* START Data for this exercise *

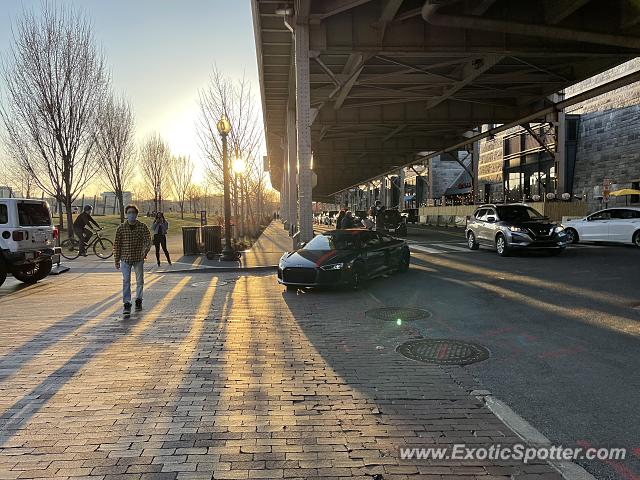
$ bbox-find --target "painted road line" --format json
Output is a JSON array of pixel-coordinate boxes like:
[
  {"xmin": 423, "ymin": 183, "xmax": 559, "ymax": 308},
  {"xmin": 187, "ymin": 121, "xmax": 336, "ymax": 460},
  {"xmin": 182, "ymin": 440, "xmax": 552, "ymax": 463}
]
[{"xmin": 430, "ymin": 243, "xmax": 469, "ymax": 252}]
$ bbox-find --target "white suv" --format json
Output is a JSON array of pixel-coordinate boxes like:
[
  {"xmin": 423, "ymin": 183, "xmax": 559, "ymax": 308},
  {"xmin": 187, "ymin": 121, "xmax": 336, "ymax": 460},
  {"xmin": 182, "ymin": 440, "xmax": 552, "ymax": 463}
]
[{"xmin": 0, "ymin": 198, "xmax": 60, "ymax": 285}]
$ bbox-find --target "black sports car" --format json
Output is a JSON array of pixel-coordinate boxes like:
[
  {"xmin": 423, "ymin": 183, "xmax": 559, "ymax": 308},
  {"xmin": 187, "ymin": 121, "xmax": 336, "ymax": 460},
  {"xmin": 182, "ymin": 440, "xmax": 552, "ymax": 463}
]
[{"xmin": 278, "ymin": 228, "xmax": 410, "ymax": 289}]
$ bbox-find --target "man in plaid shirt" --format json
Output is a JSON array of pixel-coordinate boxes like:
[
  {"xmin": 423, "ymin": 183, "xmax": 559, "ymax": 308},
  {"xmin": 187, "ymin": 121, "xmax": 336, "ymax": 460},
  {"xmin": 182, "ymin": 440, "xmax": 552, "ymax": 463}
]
[{"xmin": 113, "ymin": 205, "xmax": 151, "ymax": 315}]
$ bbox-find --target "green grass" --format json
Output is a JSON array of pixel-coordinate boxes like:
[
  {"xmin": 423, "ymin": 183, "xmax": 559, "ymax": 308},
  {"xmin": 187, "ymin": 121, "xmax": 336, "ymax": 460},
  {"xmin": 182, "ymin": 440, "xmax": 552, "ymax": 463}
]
[{"xmin": 93, "ymin": 213, "xmax": 200, "ymax": 240}]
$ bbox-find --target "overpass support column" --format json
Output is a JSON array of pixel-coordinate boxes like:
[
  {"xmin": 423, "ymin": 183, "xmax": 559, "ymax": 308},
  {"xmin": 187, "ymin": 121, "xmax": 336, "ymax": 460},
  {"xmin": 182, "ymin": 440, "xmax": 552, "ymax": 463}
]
[
  {"xmin": 294, "ymin": 22, "xmax": 313, "ymax": 242},
  {"xmin": 556, "ymin": 110, "xmax": 567, "ymax": 195},
  {"xmin": 287, "ymin": 108, "xmax": 298, "ymax": 237},
  {"xmin": 280, "ymin": 160, "xmax": 289, "ymax": 230},
  {"xmin": 471, "ymin": 140, "xmax": 482, "ymax": 204},
  {"xmin": 398, "ymin": 168, "xmax": 404, "ymax": 211}
]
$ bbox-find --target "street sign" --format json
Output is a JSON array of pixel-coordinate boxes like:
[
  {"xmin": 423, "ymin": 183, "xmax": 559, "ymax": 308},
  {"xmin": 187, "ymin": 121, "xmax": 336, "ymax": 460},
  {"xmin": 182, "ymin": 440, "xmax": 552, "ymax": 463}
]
[{"xmin": 602, "ymin": 177, "xmax": 611, "ymax": 203}]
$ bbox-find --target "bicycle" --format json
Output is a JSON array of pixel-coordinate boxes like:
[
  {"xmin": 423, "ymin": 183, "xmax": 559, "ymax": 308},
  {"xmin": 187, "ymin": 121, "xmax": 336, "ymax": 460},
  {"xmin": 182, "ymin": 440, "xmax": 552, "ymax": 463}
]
[{"xmin": 60, "ymin": 229, "xmax": 113, "ymax": 260}]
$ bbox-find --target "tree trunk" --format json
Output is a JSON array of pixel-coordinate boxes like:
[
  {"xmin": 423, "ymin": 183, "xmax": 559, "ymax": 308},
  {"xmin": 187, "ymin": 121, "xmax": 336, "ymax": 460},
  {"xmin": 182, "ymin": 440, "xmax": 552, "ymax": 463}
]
[
  {"xmin": 116, "ymin": 190, "xmax": 124, "ymax": 223},
  {"xmin": 64, "ymin": 195, "xmax": 73, "ymax": 238}
]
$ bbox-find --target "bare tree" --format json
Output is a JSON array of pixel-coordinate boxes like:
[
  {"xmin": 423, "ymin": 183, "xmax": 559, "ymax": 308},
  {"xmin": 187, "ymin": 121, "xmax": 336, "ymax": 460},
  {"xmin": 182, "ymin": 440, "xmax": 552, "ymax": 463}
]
[
  {"xmin": 140, "ymin": 133, "xmax": 171, "ymax": 212},
  {"xmin": 0, "ymin": 154, "xmax": 37, "ymax": 198},
  {"xmin": 94, "ymin": 95, "xmax": 135, "ymax": 222},
  {"xmin": 0, "ymin": 3, "xmax": 109, "ymax": 236},
  {"xmin": 198, "ymin": 68, "xmax": 267, "ymax": 236},
  {"xmin": 171, "ymin": 155, "xmax": 194, "ymax": 218},
  {"xmin": 187, "ymin": 183, "xmax": 204, "ymax": 218}
]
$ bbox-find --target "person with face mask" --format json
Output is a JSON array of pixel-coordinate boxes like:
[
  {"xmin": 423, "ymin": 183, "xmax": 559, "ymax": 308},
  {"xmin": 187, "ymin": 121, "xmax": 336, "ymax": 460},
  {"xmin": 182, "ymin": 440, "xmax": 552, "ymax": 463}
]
[{"xmin": 113, "ymin": 205, "xmax": 151, "ymax": 315}]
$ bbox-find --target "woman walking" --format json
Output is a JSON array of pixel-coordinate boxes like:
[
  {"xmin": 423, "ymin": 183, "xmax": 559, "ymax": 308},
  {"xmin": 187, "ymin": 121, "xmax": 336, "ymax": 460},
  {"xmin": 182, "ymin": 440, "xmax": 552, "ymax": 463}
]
[{"xmin": 151, "ymin": 212, "xmax": 171, "ymax": 266}]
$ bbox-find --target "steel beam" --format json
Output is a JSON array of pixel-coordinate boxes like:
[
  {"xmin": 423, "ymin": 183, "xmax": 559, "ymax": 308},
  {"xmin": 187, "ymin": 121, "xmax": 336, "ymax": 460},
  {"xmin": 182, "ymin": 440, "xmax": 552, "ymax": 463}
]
[{"xmin": 294, "ymin": 18, "xmax": 313, "ymax": 242}]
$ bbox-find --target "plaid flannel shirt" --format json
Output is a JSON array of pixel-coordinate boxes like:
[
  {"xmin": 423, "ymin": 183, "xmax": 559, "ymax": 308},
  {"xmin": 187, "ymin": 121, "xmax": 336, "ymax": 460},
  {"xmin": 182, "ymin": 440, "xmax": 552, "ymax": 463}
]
[{"xmin": 113, "ymin": 220, "xmax": 151, "ymax": 265}]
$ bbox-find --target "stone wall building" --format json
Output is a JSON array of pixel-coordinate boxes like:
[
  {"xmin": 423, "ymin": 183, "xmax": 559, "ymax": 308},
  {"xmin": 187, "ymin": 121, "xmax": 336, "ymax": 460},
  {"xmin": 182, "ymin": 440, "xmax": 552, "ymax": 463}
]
[{"xmin": 478, "ymin": 58, "xmax": 640, "ymax": 211}]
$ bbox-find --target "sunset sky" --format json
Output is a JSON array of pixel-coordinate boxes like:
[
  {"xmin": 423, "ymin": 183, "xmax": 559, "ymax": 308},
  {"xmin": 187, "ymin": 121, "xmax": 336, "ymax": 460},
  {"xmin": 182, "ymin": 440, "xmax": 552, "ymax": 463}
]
[{"xmin": 0, "ymin": 0, "xmax": 260, "ymax": 191}]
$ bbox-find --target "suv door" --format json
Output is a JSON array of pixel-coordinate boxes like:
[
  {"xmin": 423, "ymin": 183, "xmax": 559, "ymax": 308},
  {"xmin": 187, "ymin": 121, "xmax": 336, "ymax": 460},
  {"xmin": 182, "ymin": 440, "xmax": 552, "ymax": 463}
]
[
  {"xmin": 609, "ymin": 208, "xmax": 640, "ymax": 243},
  {"xmin": 16, "ymin": 200, "xmax": 53, "ymax": 250},
  {"xmin": 471, "ymin": 208, "xmax": 487, "ymax": 242},
  {"xmin": 580, "ymin": 210, "xmax": 611, "ymax": 242}
]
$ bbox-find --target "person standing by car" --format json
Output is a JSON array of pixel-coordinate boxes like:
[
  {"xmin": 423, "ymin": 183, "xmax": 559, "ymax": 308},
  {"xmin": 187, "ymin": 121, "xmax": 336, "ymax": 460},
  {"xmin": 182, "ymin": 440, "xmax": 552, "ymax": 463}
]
[
  {"xmin": 73, "ymin": 205, "xmax": 100, "ymax": 257},
  {"xmin": 342, "ymin": 210, "xmax": 356, "ymax": 228},
  {"xmin": 371, "ymin": 200, "xmax": 385, "ymax": 232},
  {"xmin": 151, "ymin": 212, "xmax": 171, "ymax": 266},
  {"xmin": 336, "ymin": 209, "xmax": 345, "ymax": 230},
  {"xmin": 113, "ymin": 205, "xmax": 151, "ymax": 315}
]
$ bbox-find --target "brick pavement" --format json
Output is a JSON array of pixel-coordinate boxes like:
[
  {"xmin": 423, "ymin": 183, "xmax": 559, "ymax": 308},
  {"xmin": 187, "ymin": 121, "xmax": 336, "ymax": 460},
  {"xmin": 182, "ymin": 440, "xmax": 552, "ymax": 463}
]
[{"xmin": 0, "ymin": 266, "xmax": 559, "ymax": 480}]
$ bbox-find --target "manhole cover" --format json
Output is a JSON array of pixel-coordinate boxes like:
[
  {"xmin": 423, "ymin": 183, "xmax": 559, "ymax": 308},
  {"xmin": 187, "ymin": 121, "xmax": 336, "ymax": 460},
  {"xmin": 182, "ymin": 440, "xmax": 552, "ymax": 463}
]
[
  {"xmin": 396, "ymin": 339, "xmax": 489, "ymax": 365},
  {"xmin": 365, "ymin": 307, "xmax": 431, "ymax": 322}
]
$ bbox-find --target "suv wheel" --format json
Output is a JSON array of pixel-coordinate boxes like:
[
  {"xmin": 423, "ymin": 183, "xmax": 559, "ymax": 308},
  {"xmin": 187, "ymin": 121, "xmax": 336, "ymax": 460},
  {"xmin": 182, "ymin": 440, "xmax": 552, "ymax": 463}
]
[
  {"xmin": 467, "ymin": 232, "xmax": 479, "ymax": 250},
  {"xmin": 496, "ymin": 233, "xmax": 509, "ymax": 257},
  {"xmin": 13, "ymin": 260, "xmax": 53, "ymax": 284},
  {"xmin": 566, "ymin": 228, "xmax": 580, "ymax": 243}
]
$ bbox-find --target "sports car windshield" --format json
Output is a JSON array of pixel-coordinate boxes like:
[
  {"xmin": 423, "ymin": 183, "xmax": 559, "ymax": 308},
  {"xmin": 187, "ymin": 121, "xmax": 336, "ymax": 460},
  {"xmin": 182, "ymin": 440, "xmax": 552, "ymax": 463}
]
[
  {"xmin": 497, "ymin": 205, "xmax": 544, "ymax": 222},
  {"xmin": 303, "ymin": 234, "xmax": 358, "ymax": 252}
]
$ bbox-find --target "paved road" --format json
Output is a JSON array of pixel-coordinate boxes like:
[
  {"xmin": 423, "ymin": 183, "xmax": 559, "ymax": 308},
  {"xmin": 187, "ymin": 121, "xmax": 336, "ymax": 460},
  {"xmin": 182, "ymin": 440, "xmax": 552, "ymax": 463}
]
[
  {"xmin": 0, "ymin": 262, "xmax": 559, "ymax": 480},
  {"xmin": 369, "ymin": 229, "xmax": 640, "ymax": 479},
  {"xmin": 0, "ymin": 223, "xmax": 640, "ymax": 480}
]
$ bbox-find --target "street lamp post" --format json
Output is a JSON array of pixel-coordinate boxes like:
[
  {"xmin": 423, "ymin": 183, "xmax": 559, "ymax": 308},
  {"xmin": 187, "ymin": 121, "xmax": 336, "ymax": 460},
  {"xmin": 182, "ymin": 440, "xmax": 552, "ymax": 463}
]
[{"xmin": 216, "ymin": 115, "xmax": 238, "ymax": 262}]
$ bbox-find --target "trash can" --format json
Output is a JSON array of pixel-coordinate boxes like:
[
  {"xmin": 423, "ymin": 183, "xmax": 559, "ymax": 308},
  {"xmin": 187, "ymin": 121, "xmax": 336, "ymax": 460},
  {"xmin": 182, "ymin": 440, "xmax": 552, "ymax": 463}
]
[
  {"xmin": 202, "ymin": 225, "xmax": 222, "ymax": 255},
  {"xmin": 182, "ymin": 227, "xmax": 200, "ymax": 255}
]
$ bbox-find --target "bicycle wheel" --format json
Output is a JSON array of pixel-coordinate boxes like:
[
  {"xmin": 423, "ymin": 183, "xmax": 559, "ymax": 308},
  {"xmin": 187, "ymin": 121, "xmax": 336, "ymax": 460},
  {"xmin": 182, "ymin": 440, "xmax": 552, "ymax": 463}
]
[
  {"xmin": 60, "ymin": 238, "xmax": 80, "ymax": 260},
  {"xmin": 93, "ymin": 237, "xmax": 113, "ymax": 260}
]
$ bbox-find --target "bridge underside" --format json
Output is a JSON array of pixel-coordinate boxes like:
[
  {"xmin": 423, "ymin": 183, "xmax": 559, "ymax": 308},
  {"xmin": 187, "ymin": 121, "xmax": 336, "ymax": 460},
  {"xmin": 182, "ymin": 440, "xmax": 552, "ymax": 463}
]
[{"xmin": 253, "ymin": 0, "xmax": 640, "ymax": 240}]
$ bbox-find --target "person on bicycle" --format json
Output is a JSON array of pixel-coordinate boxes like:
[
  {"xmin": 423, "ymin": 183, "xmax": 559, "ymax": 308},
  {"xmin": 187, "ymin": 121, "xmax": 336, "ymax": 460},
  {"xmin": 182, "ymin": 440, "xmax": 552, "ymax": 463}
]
[
  {"xmin": 73, "ymin": 205, "xmax": 100, "ymax": 257},
  {"xmin": 151, "ymin": 212, "xmax": 171, "ymax": 266},
  {"xmin": 113, "ymin": 205, "xmax": 151, "ymax": 315}
]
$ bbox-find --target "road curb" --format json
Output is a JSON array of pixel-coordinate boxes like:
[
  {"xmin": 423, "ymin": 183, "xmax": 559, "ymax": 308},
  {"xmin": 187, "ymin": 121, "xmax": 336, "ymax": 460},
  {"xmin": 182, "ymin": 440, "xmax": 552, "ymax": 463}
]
[
  {"xmin": 154, "ymin": 265, "xmax": 278, "ymax": 273},
  {"xmin": 471, "ymin": 390, "xmax": 596, "ymax": 480}
]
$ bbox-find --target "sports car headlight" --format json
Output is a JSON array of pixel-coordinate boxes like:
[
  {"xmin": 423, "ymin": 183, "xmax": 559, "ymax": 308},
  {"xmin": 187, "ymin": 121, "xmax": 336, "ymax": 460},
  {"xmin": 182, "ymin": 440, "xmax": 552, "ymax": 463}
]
[{"xmin": 320, "ymin": 263, "xmax": 344, "ymax": 270}]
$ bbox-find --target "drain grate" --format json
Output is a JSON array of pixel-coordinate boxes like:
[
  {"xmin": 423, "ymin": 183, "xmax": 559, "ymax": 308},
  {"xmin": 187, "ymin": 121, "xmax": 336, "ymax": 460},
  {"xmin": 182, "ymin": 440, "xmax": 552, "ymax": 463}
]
[
  {"xmin": 396, "ymin": 339, "xmax": 489, "ymax": 365},
  {"xmin": 365, "ymin": 307, "xmax": 431, "ymax": 322}
]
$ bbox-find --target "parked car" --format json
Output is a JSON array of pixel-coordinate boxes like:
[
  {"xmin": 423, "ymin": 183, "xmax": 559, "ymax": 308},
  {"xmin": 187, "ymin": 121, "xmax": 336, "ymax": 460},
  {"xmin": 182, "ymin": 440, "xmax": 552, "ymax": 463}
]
[
  {"xmin": 563, "ymin": 207, "xmax": 640, "ymax": 247},
  {"xmin": 465, "ymin": 203, "xmax": 568, "ymax": 256},
  {"xmin": 402, "ymin": 208, "xmax": 420, "ymax": 223},
  {"xmin": 278, "ymin": 228, "xmax": 410, "ymax": 289},
  {"xmin": 382, "ymin": 208, "xmax": 407, "ymax": 237},
  {"xmin": 0, "ymin": 198, "xmax": 60, "ymax": 285}
]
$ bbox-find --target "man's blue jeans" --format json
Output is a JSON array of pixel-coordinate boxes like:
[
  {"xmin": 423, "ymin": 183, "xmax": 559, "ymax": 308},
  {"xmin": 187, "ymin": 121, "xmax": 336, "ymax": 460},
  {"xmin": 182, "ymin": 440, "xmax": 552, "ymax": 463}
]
[{"xmin": 120, "ymin": 261, "xmax": 144, "ymax": 303}]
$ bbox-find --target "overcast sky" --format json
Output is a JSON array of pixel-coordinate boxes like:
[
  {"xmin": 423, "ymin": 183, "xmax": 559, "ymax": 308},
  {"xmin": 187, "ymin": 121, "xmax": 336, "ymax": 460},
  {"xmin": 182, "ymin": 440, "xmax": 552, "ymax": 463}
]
[{"xmin": 0, "ymin": 0, "xmax": 260, "ymax": 189}]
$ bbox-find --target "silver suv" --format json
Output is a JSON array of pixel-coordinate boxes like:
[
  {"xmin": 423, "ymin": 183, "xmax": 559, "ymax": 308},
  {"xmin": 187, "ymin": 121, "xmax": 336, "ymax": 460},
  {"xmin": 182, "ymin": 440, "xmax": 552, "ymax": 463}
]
[
  {"xmin": 465, "ymin": 203, "xmax": 568, "ymax": 257},
  {"xmin": 0, "ymin": 198, "xmax": 60, "ymax": 285}
]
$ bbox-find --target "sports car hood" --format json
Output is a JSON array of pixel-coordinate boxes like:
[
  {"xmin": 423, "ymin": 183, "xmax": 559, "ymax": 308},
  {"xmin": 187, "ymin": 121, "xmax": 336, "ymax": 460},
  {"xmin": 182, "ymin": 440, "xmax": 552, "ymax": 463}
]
[{"xmin": 282, "ymin": 249, "xmax": 357, "ymax": 268}]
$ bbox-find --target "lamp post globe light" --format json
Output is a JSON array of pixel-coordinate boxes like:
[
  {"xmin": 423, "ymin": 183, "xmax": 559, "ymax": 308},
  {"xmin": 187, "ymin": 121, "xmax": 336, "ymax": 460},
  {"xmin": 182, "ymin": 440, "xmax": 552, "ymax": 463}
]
[{"xmin": 216, "ymin": 115, "xmax": 238, "ymax": 261}]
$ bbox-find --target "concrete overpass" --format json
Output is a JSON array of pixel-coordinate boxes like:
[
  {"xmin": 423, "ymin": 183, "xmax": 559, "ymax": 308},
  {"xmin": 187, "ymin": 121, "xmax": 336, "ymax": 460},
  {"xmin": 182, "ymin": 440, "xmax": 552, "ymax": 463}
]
[{"xmin": 252, "ymin": 0, "xmax": 640, "ymax": 244}]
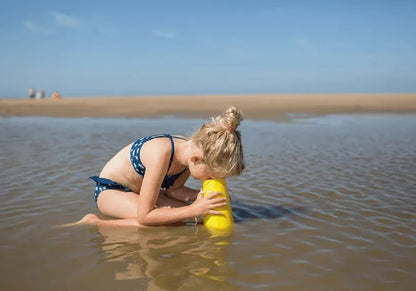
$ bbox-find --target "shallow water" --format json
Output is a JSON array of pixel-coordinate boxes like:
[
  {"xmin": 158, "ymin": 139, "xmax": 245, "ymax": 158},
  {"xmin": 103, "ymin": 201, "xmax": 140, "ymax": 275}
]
[{"xmin": 0, "ymin": 115, "xmax": 416, "ymax": 290}]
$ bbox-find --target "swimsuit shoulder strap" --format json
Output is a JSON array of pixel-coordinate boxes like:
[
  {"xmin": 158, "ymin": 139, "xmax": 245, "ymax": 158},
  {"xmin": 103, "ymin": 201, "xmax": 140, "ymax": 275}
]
[{"xmin": 166, "ymin": 134, "xmax": 175, "ymax": 172}]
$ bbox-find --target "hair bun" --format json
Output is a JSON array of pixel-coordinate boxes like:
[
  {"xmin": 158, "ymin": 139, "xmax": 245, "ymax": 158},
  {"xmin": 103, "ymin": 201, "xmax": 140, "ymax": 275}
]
[{"xmin": 213, "ymin": 106, "xmax": 243, "ymax": 132}]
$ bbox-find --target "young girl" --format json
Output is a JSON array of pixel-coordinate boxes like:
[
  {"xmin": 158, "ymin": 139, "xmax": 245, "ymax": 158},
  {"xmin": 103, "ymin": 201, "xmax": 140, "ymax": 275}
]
[{"xmin": 80, "ymin": 107, "xmax": 244, "ymax": 226}]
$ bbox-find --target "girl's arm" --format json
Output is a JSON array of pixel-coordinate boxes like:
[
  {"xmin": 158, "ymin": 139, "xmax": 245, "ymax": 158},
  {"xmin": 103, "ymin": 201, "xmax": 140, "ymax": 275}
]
[
  {"xmin": 166, "ymin": 170, "xmax": 199, "ymax": 202},
  {"xmin": 166, "ymin": 186, "xmax": 200, "ymax": 202}
]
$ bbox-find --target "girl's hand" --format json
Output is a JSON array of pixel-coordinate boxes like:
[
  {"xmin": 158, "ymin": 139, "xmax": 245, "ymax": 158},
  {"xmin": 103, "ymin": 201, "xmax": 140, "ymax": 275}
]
[{"xmin": 190, "ymin": 190, "xmax": 227, "ymax": 216}]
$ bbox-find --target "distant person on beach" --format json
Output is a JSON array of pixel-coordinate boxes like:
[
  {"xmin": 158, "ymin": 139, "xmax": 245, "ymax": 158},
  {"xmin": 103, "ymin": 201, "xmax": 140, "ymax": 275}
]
[
  {"xmin": 36, "ymin": 89, "xmax": 45, "ymax": 99},
  {"xmin": 52, "ymin": 91, "xmax": 62, "ymax": 99},
  {"xmin": 28, "ymin": 88, "xmax": 35, "ymax": 99},
  {"xmin": 78, "ymin": 107, "xmax": 244, "ymax": 226}
]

* END Data for this exercise *

= Written exercise =
Gather and copy out every line in the items above that contains the string "person", treating uppercase and lowercase letters as different.

= Task response =
$ bbox-find --target "person with face mask" --format json
$ bbox-find --target "person standing by car" --format json
$ bbox-find --target "person on bicycle" --format json
$ bbox-find --target "distant person on beach" --format json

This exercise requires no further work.